--- EXCERPTED RECORDS ---
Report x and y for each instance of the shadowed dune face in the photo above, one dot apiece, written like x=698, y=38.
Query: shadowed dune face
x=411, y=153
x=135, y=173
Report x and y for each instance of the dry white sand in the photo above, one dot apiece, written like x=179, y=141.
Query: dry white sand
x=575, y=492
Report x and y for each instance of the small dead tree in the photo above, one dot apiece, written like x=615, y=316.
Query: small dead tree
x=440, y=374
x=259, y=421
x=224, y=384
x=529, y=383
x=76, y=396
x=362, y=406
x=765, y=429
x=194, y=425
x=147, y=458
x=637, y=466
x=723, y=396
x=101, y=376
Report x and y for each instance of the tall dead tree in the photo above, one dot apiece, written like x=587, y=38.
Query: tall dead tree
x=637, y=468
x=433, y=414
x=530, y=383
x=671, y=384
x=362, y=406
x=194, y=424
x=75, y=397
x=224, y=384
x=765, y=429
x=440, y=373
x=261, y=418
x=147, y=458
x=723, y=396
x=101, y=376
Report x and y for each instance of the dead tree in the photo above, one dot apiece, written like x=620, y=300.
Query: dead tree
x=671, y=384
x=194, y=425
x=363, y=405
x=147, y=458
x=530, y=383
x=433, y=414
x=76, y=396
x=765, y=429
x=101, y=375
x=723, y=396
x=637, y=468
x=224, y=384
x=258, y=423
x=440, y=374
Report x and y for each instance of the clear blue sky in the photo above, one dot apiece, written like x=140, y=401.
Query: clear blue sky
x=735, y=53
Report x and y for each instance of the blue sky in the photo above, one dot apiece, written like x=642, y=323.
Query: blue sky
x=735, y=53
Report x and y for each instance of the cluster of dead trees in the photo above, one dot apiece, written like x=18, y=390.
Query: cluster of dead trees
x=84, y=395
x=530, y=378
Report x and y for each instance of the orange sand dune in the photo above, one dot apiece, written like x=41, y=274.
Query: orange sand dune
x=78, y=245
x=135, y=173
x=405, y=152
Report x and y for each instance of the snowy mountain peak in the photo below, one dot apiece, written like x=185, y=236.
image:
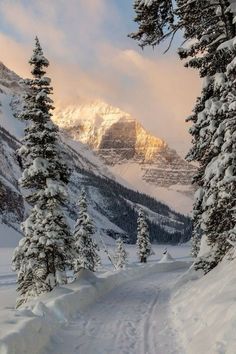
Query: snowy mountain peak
x=145, y=161
x=103, y=127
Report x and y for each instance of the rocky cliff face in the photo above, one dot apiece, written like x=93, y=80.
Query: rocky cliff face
x=124, y=144
x=112, y=206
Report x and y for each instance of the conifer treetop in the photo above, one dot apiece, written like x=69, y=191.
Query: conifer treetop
x=38, y=60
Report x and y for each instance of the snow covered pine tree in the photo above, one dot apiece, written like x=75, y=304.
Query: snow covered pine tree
x=143, y=241
x=86, y=250
x=209, y=31
x=44, y=252
x=121, y=255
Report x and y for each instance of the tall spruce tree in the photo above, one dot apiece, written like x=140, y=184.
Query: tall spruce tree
x=86, y=250
x=206, y=26
x=143, y=240
x=121, y=255
x=44, y=253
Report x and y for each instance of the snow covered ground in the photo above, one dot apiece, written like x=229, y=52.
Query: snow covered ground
x=158, y=308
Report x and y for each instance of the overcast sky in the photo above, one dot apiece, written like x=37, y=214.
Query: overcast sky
x=91, y=57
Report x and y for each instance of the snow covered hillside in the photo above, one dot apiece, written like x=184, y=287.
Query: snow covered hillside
x=110, y=204
x=144, y=161
x=157, y=308
x=107, y=312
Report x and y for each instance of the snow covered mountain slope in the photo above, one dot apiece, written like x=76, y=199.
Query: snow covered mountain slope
x=144, y=161
x=111, y=204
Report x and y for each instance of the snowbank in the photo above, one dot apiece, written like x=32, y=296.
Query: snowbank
x=29, y=329
x=167, y=258
x=204, y=310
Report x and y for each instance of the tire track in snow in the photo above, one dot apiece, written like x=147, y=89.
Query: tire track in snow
x=130, y=319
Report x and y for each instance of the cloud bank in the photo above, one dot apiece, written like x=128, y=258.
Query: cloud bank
x=91, y=56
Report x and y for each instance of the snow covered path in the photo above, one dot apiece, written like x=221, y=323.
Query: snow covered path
x=130, y=319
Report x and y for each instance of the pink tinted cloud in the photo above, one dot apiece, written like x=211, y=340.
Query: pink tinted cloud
x=159, y=92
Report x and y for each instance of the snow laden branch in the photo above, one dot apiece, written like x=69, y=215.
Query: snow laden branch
x=44, y=253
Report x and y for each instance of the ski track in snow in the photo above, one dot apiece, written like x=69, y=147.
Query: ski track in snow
x=131, y=319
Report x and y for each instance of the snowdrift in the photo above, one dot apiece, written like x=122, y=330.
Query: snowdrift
x=204, y=310
x=29, y=329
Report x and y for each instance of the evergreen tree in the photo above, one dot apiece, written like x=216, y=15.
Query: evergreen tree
x=120, y=254
x=44, y=252
x=207, y=27
x=86, y=250
x=143, y=241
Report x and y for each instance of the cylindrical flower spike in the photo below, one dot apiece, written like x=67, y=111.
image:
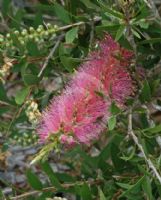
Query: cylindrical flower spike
x=80, y=113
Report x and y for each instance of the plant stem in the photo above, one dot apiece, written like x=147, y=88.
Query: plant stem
x=53, y=189
x=135, y=139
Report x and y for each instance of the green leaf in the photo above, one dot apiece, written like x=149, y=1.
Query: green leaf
x=120, y=32
x=21, y=95
x=146, y=92
x=112, y=122
x=30, y=79
x=153, y=130
x=71, y=35
x=147, y=187
x=89, y=4
x=34, y=180
x=130, y=156
x=101, y=195
x=111, y=11
x=5, y=7
x=85, y=192
x=48, y=170
x=3, y=95
x=62, y=13
x=133, y=188
x=150, y=41
x=69, y=63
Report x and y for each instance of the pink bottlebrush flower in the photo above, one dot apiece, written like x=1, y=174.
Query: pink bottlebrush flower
x=80, y=114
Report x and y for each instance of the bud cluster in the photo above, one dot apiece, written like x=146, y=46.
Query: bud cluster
x=32, y=111
x=5, y=69
x=20, y=38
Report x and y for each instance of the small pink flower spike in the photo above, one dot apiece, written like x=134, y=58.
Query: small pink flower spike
x=80, y=114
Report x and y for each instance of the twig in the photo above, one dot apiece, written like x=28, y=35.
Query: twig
x=65, y=186
x=50, y=55
x=96, y=19
x=132, y=134
x=16, y=115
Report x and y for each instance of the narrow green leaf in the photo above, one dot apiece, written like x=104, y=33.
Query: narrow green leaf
x=48, y=170
x=101, y=195
x=150, y=41
x=62, y=13
x=89, y=4
x=30, y=79
x=153, y=130
x=21, y=95
x=112, y=122
x=85, y=192
x=133, y=188
x=34, y=180
x=136, y=33
x=120, y=32
x=111, y=11
x=71, y=35
x=146, y=92
x=147, y=188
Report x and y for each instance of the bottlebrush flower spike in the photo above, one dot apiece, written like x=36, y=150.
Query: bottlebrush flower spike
x=80, y=114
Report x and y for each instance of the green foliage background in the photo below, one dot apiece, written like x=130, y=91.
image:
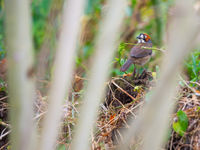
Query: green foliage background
x=152, y=16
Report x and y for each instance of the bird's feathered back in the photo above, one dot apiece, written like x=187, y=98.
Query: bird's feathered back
x=139, y=51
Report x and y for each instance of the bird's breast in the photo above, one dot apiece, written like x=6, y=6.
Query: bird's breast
x=141, y=61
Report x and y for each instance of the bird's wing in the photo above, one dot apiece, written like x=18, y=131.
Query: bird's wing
x=138, y=51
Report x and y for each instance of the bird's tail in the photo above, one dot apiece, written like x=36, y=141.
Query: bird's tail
x=126, y=65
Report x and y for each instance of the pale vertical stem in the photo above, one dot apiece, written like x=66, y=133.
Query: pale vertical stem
x=105, y=46
x=153, y=123
x=20, y=80
x=62, y=75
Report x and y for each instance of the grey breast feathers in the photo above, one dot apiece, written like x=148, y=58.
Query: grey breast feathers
x=139, y=51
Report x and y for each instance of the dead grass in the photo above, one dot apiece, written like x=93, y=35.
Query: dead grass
x=124, y=99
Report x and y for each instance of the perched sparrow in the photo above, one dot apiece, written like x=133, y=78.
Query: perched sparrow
x=139, y=55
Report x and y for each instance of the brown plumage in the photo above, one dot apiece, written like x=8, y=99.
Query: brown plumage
x=139, y=55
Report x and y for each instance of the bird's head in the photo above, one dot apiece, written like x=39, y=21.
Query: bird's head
x=144, y=38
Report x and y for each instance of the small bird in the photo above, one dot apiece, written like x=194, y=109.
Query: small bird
x=139, y=54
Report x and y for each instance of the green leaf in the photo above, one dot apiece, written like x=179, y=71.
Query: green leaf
x=182, y=124
x=61, y=147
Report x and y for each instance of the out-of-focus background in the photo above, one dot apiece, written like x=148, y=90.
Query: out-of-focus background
---
• **TASK INSTRUCTIONS**
Which lines in the listing have the string "focus"? Pick them out and copy them.

• **RESULT FOR THIS TASK**
Report x and y for each instance of the out-of-focus background in the photo above, one dot apiece, written like x=148, y=90.
Query: out-of-focus background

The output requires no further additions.